• Exercise text:
Content starts

Those who look for it will probably find a connection between America’s war then and America’s war now, although Indignation doesn’t belabour the issue. The point driven home instead is that Marcus’ controlling father was right all along: in life, “the tiniest misstep can have tragic consequences”. Leaving poor Marcus “replete with frustration, buffeted by the merciless encounter between the no-longers and the not-yets,” as Roth wrote of Nathan Zuckerman in his alter ego’s swan song.


There’s no gainsaying, however, that Indignation doesn’t feel complete as a novel; there’s a definite sketchiness about some parts, while others seem forced. Despite this, there are powerful passages: the descriptions of working in a butcher’s shop and bartending in a local inn, or the college president’s holier-than-thou oration, for example. It’s these, coupled with Roth’s intermittently vigorous sentences, that see the book through to the finish line.

Sunday, September 21, 2008

Mapping Desire

This is from today's Hindustan Times.

AN ATLAS OF IMPOSSIBLE LONGING Anuradha Roy

Is writing a form of archaeology? The metaphor is a seductive one, bringing to mind the excavation of buried moments, the enshrining of past activity and the assigning of a structure to the movement of memory. Such activities do, in fact, play an important role in Anuradha Roy’s debut novel, An Atlas of Impossible Longing. There are other fitting tropes in the book, too: the mining of the earth’s seams and the reclaiming of ancestral houses, for instance.

Content ends

• Actions to take:
1. According to the review text, what is the title of Anuradha Roy's debut novel?
2. In the review text, switch "archaeology" for "geology" in the passage starting with "AN ATLAS OF IMPOSSIBLE LONGING Anuradha" and going on through "houses, for instance.".

Referring expression data

Content starts

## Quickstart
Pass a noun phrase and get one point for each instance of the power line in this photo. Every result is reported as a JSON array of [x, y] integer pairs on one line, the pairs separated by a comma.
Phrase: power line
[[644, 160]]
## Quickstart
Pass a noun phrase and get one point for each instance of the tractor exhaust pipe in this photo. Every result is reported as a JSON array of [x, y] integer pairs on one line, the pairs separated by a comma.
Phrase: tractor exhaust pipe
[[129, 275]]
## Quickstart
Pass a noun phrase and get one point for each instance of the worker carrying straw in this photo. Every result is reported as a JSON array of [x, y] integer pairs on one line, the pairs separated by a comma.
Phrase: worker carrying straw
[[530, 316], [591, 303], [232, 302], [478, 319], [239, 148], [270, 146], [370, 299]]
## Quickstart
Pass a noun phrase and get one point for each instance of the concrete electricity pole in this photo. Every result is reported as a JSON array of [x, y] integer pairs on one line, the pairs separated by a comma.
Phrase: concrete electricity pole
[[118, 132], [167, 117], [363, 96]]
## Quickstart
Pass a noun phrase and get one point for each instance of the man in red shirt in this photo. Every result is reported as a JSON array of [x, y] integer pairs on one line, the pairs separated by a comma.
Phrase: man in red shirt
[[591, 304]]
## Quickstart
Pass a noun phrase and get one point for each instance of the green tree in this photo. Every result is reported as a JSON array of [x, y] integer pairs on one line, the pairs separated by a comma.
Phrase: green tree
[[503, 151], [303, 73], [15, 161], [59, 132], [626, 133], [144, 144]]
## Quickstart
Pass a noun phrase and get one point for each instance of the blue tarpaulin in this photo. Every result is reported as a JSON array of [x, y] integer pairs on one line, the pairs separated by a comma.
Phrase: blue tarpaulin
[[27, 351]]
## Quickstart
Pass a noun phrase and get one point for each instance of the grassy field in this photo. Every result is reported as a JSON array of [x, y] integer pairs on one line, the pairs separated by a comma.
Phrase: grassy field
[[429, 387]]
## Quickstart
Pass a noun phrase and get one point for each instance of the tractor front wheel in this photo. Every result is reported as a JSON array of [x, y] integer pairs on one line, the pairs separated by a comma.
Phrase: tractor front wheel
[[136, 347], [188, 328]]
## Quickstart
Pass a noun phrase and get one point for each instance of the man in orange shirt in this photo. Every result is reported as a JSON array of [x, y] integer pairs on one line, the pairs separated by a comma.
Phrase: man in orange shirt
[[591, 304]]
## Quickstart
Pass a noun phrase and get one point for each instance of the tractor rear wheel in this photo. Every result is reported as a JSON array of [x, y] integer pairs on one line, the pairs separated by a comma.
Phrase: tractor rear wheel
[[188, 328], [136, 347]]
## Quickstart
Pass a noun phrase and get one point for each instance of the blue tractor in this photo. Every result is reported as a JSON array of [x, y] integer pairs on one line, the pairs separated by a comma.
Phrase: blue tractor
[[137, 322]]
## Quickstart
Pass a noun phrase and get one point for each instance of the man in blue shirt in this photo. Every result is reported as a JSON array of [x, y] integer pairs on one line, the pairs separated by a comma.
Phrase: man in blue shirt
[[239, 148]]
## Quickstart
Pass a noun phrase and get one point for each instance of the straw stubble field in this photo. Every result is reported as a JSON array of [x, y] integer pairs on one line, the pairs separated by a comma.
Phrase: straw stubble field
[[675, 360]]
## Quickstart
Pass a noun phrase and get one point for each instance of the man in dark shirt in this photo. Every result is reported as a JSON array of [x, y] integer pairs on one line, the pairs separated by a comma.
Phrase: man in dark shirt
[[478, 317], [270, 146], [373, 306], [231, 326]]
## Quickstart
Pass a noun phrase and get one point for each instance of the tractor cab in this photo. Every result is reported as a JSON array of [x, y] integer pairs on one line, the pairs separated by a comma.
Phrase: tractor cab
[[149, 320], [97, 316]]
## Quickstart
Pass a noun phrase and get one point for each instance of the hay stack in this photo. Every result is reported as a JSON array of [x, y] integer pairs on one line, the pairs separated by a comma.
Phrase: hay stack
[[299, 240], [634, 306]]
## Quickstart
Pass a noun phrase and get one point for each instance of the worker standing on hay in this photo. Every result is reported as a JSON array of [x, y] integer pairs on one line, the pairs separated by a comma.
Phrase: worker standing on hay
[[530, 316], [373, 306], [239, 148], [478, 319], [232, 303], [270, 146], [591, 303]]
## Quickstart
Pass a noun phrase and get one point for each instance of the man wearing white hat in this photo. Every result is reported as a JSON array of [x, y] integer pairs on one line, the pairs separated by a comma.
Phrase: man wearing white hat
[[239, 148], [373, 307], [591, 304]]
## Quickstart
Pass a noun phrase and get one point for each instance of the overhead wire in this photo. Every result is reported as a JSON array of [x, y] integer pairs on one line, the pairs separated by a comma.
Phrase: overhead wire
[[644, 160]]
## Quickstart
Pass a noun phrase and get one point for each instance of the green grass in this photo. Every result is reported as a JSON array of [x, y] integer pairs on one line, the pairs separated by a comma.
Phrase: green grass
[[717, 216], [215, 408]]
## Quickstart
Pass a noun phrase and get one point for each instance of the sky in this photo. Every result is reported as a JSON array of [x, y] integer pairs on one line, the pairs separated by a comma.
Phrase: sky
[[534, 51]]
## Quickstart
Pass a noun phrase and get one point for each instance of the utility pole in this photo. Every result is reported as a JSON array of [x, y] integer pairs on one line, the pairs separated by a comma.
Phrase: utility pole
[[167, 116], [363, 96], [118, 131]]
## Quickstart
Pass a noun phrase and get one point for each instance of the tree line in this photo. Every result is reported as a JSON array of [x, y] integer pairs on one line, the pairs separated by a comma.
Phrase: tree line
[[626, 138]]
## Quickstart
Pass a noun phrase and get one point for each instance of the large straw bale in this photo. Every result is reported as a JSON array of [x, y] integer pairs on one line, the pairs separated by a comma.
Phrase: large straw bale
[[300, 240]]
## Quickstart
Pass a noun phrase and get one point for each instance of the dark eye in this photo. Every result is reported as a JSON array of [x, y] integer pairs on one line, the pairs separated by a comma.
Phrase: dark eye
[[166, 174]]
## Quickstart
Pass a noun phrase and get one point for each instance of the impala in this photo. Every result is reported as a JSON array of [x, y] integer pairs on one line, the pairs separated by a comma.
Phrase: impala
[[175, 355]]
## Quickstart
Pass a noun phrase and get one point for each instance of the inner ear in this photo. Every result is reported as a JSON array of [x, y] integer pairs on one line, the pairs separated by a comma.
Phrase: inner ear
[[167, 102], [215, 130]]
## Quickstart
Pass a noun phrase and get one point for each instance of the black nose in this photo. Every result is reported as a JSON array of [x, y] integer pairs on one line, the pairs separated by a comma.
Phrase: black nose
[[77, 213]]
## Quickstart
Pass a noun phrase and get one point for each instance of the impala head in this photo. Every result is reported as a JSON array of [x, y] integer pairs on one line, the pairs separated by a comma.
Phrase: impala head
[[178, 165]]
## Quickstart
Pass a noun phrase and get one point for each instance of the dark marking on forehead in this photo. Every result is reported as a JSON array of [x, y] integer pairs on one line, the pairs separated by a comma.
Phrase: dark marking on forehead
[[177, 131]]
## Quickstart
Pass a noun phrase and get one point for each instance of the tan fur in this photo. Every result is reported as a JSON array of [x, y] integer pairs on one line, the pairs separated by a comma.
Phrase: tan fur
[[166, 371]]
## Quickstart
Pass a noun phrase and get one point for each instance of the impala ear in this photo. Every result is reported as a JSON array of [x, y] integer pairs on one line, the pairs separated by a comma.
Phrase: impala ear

Content ends

• Answers to the exercises:
1. An Atlas of Impossible Longing

2.
AN ATLAS OF IMPOSSIBLE LONGING Anuradha Roy

Is writing a form of geology? The metaphor is a seductive one, bringing to mind the excavation of buried moments, the enshrining of past activity and the assigning of a structure to the movement of memory. Such activities do, in fact, play an important role in Anuradha Roy’s debut novel, An Atlas of Impossible Longing. There are other fitting tropes in the book, too: the mining of the earth’s seams and the reclaiming of ancestral houses, for instance.